What to produce
Exact repetition is the task: copy every entry below.

++++ Study material

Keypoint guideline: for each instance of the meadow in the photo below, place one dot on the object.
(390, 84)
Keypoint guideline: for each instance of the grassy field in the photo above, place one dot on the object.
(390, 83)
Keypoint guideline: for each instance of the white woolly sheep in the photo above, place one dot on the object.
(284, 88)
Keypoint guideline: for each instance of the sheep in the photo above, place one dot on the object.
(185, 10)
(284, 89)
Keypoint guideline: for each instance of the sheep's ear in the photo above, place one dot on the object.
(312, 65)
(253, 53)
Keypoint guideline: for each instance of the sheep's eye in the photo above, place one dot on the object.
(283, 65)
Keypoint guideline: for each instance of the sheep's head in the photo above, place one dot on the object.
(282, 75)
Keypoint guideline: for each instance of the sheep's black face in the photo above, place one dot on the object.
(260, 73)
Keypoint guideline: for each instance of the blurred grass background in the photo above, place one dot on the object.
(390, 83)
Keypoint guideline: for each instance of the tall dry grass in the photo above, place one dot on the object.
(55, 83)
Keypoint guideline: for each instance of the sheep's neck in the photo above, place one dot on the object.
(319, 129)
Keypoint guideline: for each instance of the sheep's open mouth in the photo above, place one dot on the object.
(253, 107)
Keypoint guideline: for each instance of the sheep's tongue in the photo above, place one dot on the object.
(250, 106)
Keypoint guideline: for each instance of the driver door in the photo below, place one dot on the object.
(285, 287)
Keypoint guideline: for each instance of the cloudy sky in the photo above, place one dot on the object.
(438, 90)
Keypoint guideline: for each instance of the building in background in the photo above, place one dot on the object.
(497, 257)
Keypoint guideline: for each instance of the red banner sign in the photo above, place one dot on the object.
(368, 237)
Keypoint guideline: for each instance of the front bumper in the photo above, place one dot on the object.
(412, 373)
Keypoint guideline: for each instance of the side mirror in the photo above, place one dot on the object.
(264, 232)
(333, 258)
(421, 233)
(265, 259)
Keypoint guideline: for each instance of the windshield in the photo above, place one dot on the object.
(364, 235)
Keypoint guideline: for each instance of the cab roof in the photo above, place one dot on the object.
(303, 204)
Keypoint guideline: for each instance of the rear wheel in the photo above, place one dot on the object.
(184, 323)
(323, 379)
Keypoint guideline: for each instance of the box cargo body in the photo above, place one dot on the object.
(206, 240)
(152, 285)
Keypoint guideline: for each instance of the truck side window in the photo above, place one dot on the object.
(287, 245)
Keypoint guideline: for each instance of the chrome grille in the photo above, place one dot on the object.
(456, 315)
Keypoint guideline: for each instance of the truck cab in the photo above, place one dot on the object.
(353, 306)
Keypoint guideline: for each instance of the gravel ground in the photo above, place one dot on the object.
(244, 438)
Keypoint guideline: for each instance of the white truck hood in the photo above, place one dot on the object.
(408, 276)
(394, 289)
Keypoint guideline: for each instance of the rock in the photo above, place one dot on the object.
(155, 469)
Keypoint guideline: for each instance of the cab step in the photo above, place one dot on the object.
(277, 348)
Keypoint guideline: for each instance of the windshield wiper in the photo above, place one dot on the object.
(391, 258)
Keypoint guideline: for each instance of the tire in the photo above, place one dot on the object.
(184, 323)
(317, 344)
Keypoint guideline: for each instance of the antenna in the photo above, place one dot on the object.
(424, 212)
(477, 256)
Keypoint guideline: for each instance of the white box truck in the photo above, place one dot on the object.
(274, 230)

++++++++

Written reply
Keypoint guideline: for each instance of the meadow in the photo below, place one dot on the object.
(390, 84)
Keypoint guideline: for each instance of the grassy field in the photo above, place one dot on the object.
(390, 83)
Keypoint guideline: for each instance of the white woolly sheep in the photo above, place one dot on the object.
(284, 88)
Keypoint guideline: for each instance of the sheep in the photo above, place one dot on the object.
(185, 10)
(284, 89)
Keypoint guideline: for each instance of the sheep's ear in the photo above, place one dot on the object.
(312, 65)
(253, 53)
Keypoint guideline: for each instance of the sheep's eye in the photo above, place one dot on the object.
(283, 65)
Keypoint guideline: for each instance of the sheep's head in the photo above, place one dot on the object.
(282, 75)
Keypoint guideline: for each instance of the sheep's black face in the photo above, place one dot on the object.
(260, 73)
Keypoint guideline: for each instance of the blurred grass background in the photo above, place one dot on the object.
(390, 83)
Keypoint guideline: for each instance of the tall dry grass in the photo above, place one dot on the object.
(55, 83)
Keypoint guideline: for each instance of the sheep's neck in the photo above, place one dot on the object.
(319, 129)
Keypoint guideline: for each instance of the sheep's open mouth in the photo above, place one dot on the object.
(253, 107)
Keypoint guideline: for each instance of the sheep's tongue in the photo above, place one dot on the object.
(250, 106)
Keypoint guideline: for each instance of the driver door in the photo below, place one dot on the object.
(285, 287)
Keypoint guideline: for each instance of the cloudy sky in the photo above, place one dot on the object.
(438, 90)
Keypoint guideline: for each instance of the building in background in the photo above, place one dot on the object.
(497, 257)
Keypoint guideline: for each instance of the red banner sign in the photo above, place one dot on the object.
(368, 237)
Keypoint guideline: for each instance of the front bumper in the photo above, place one dot on the object.
(412, 373)
Keypoint guideline: for each instance of the side mirror in the photo above, place one dot on the object.
(264, 232)
(333, 258)
(421, 233)
(265, 259)
Keypoint guideline: for each instance of the windshield in the photo above, place one dot on the object.
(364, 235)
Keypoint guideline: for each instance of the cab roof in the photo above, place one dot on the object.
(303, 204)
Keypoint guideline: for each instance of the rear wheel in the photo above, place one dot on the object.
(184, 323)
(323, 379)
Keypoint guideline: for each instance of the box cargo body in the photo above, place one dot on the object.
(206, 240)
(152, 285)
Keypoint guideline: for each instance of the truck side window in the photo above, place one dot on the object.
(287, 245)
Keypoint guideline: for each instance of the chrome grille in the photo above, place one dot on the object.
(456, 315)
Keypoint guideline: for each instance of the truck cab in the photo above, place one dot on the object.
(353, 306)
Keypoint guideline: for each instance of the gravel ground in the photo above, place one dot on the object.
(244, 438)
Keypoint guideline: for each instance of the white truck hood in the photo above, place one dot on the object.
(408, 276)
(394, 289)
Keypoint guideline: for each instance of the rock in the photo above, place one dot on the object.
(155, 469)
Keypoint guideline: for each instance of the cab step in the photo above, place one dot on the object.
(277, 348)
Keypoint guideline: for each instance of the windshield wiper in the photo above, place one dot on the object.
(391, 258)
Keypoint guideline: for each instance of the tire in the photo above, place one dot on the object.
(184, 323)
(317, 344)
Keypoint guideline: for each instance of the antenna in the photo above, place one dot on the object.
(424, 212)
(477, 256)
Keypoint guideline: for each instance of the white box truck in the photo above, place one dot on the object.
(274, 230)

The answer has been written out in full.